(Records)
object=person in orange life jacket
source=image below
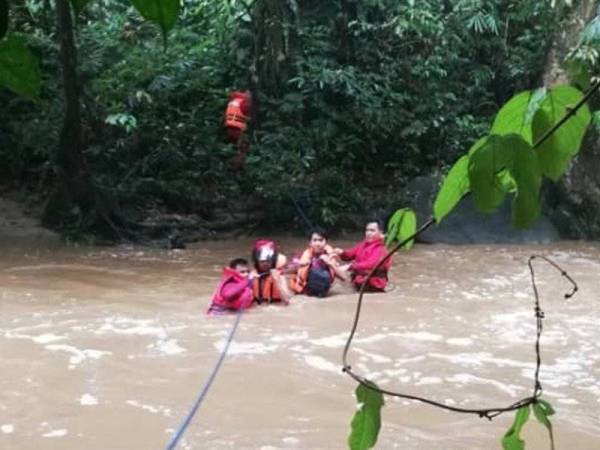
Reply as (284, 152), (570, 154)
(252, 239), (290, 305)
(207, 258), (253, 314)
(290, 228), (345, 297)
(334, 220), (392, 292)
(224, 91), (252, 169)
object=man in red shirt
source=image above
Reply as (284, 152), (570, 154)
(334, 220), (392, 292)
(224, 91), (252, 169)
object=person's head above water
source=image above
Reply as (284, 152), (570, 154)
(252, 239), (277, 272)
(365, 219), (385, 241)
(308, 228), (327, 253)
(229, 258), (250, 278)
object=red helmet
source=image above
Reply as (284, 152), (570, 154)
(252, 239), (277, 268)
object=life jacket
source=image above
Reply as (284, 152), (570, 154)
(340, 239), (392, 291)
(225, 92), (249, 131)
(252, 275), (281, 305)
(290, 247), (335, 296)
(207, 267), (252, 314)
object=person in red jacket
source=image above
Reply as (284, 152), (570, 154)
(334, 220), (392, 292)
(224, 91), (252, 169)
(207, 258), (253, 314)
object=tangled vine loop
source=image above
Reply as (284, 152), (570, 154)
(342, 239), (578, 420)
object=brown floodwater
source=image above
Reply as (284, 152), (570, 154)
(0, 238), (600, 450)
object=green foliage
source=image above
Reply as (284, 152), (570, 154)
(502, 399), (554, 450)
(531, 399), (554, 450)
(434, 86), (591, 228)
(505, 135), (542, 228)
(433, 155), (469, 224)
(0, 0), (8, 39)
(533, 86), (591, 181)
(0, 0), (554, 232)
(502, 405), (529, 450)
(0, 34), (42, 99)
(130, 0), (180, 42)
(71, 0), (90, 14)
(468, 135), (511, 212)
(385, 208), (417, 250)
(348, 381), (384, 450)
(490, 88), (546, 143)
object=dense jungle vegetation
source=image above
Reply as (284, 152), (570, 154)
(0, 0), (596, 243)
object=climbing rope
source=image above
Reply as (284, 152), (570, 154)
(165, 308), (244, 450)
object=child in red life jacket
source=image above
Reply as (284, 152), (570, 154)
(334, 220), (392, 292)
(207, 258), (252, 314)
(290, 228), (344, 297)
(252, 239), (290, 305)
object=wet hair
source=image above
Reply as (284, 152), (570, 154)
(308, 227), (329, 241)
(252, 239), (277, 270)
(367, 217), (385, 233)
(229, 258), (248, 269)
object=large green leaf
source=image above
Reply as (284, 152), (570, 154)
(510, 135), (542, 228)
(385, 208), (406, 247)
(502, 405), (529, 450)
(385, 208), (417, 250)
(131, 0), (180, 40)
(348, 381), (384, 450)
(0, 35), (42, 99)
(533, 86), (591, 181)
(468, 135), (513, 212)
(71, 0), (90, 14)
(433, 155), (469, 223)
(0, 0), (8, 39)
(532, 399), (554, 450)
(490, 88), (546, 143)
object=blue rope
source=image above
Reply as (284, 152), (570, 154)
(165, 308), (244, 450)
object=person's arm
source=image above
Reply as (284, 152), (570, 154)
(221, 280), (250, 302)
(350, 246), (385, 272)
(270, 269), (290, 305)
(339, 244), (360, 261)
(319, 255), (348, 281)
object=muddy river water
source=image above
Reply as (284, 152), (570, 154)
(0, 238), (600, 450)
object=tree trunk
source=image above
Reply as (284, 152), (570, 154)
(252, 0), (296, 97)
(544, 0), (600, 239)
(42, 0), (118, 235)
(334, 0), (358, 64)
(543, 0), (596, 87)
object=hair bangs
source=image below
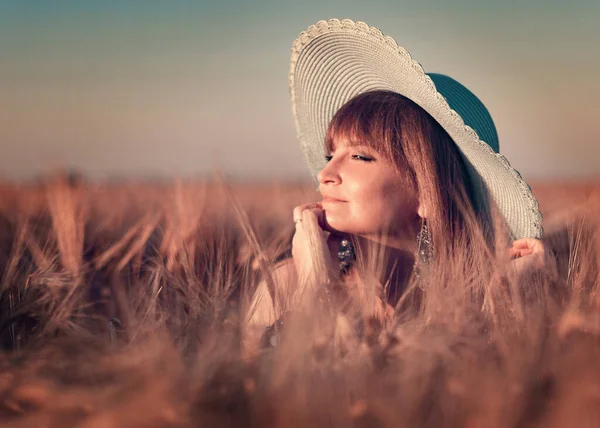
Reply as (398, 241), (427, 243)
(325, 92), (398, 161)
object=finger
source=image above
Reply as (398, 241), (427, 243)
(292, 202), (319, 221)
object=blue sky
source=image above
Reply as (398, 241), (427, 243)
(0, 0), (600, 179)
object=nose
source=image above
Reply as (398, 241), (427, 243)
(317, 159), (342, 184)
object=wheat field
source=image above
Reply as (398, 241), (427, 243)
(0, 175), (600, 428)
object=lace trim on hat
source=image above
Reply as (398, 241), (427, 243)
(289, 19), (543, 237)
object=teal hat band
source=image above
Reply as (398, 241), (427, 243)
(425, 73), (500, 153)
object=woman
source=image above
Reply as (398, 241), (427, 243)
(250, 20), (546, 334)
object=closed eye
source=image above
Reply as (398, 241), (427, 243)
(352, 155), (375, 162)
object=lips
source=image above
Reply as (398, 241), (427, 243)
(323, 195), (347, 202)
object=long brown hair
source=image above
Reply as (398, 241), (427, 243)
(325, 90), (491, 270)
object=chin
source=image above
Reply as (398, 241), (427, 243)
(325, 213), (354, 235)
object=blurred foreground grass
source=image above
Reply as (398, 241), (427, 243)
(0, 175), (600, 427)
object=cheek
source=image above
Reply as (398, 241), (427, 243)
(352, 181), (417, 224)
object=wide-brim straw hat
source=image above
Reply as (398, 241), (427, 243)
(289, 19), (542, 239)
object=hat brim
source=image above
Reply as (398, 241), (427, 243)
(289, 19), (542, 239)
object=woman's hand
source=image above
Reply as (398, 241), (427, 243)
(509, 238), (556, 275)
(292, 202), (337, 286)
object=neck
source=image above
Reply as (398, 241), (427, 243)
(342, 223), (420, 303)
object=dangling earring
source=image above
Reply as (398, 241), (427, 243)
(413, 219), (433, 290)
(417, 219), (433, 264)
(338, 239), (356, 275)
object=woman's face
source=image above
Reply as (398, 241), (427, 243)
(318, 141), (419, 236)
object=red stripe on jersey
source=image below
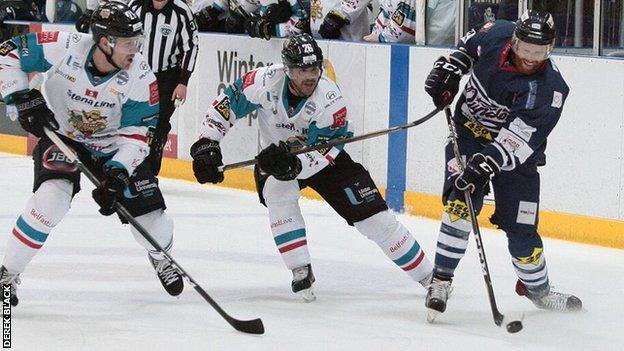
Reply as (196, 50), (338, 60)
(401, 26), (416, 35)
(403, 250), (425, 272)
(279, 239), (308, 253)
(13, 228), (42, 249)
(120, 134), (147, 143)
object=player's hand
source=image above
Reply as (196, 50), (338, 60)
(319, 10), (349, 39)
(191, 138), (224, 184)
(13, 89), (59, 138)
(91, 167), (130, 216)
(425, 56), (462, 109)
(455, 153), (500, 193)
(76, 10), (93, 33)
(265, 0), (292, 23)
(245, 16), (273, 40)
(256, 141), (301, 180)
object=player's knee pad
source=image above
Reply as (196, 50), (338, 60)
(262, 177), (301, 206)
(130, 209), (173, 251)
(353, 211), (398, 244)
(507, 232), (544, 257)
(24, 179), (73, 232)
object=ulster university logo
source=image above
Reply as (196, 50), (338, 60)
(69, 110), (108, 137)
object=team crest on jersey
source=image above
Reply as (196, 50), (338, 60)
(37, 32), (58, 44)
(0, 40), (17, 56)
(160, 24), (173, 37)
(464, 121), (494, 141)
(330, 107), (347, 129)
(68, 110), (108, 137)
(212, 97), (230, 121)
(392, 6), (405, 26)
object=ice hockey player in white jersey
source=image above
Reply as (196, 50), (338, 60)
(310, 0), (371, 41)
(0, 2), (184, 306)
(191, 34), (433, 301)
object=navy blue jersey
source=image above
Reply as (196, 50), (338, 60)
(450, 20), (570, 170)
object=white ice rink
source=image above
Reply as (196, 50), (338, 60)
(0, 154), (624, 351)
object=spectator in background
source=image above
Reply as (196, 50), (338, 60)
(244, 0), (310, 40)
(364, 0), (456, 45)
(190, 0), (249, 33)
(310, 0), (372, 41)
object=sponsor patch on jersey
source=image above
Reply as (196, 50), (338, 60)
(0, 40), (17, 56)
(479, 22), (494, 33)
(330, 107), (347, 129)
(85, 89), (98, 99)
(213, 96), (230, 121)
(42, 145), (78, 172)
(550, 91), (563, 108)
(149, 81), (160, 106)
(117, 71), (130, 85)
(160, 23), (173, 37)
(444, 199), (470, 222)
(509, 117), (537, 141)
(516, 201), (537, 225)
(303, 101), (316, 115)
(243, 70), (257, 90)
(37, 32), (58, 44)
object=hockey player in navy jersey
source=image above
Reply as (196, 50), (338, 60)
(191, 34), (433, 301)
(425, 11), (582, 320)
(0, 2), (184, 306)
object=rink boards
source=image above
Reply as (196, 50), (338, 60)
(0, 25), (624, 248)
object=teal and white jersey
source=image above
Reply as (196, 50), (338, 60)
(199, 64), (353, 179)
(0, 32), (159, 174)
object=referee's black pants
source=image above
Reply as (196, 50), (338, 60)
(147, 67), (180, 176)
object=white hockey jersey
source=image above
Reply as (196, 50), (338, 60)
(310, 0), (371, 41)
(199, 64), (353, 179)
(0, 32), (159, 174)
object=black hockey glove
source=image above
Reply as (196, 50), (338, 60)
(224, 10), (245, 34)
(455, 153), (500, 193)
(256, 141), (301, 180)
(245, 16), (273, 40)
(265, 0), (292, 23)
(191, 138), (223, 184)
(13, 89), (59, 138)
(91, 167), (130, 216)
(425, 56), (462, 109)
(319, 10), (349, 39)
(76, 10), (93, 33)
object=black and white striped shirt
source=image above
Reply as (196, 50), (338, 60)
(128, 0), (198, 85)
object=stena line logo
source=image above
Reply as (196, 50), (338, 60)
(217, 50), (273, 126)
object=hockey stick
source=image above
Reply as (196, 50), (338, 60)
(219, 109), (440, 171)
(444, 106), (522, 333)
(44, 128), (264, 334)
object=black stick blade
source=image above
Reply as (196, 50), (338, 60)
(228, 318), (264, 334)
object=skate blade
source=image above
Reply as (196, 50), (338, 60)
(296, 288), (316, 303)
(427, 308), (440, 323)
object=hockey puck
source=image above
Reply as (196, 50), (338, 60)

→ **TASK GOAL**
Copy out the entries word for word, everything from the line containing "object=lace trim on hat" down to the line containing "(425, 73), (500, 153)", with both of those lines included.

→ **OUTPUT BELOW**
object=lace trim on hat
source=image above
Reply as (398, 241), (427, 243)
(289, 19), (543, 237)
object=teal hat band
source=image above
Reply as (398, 241), (427, 243)
(425, 73), (500, 153)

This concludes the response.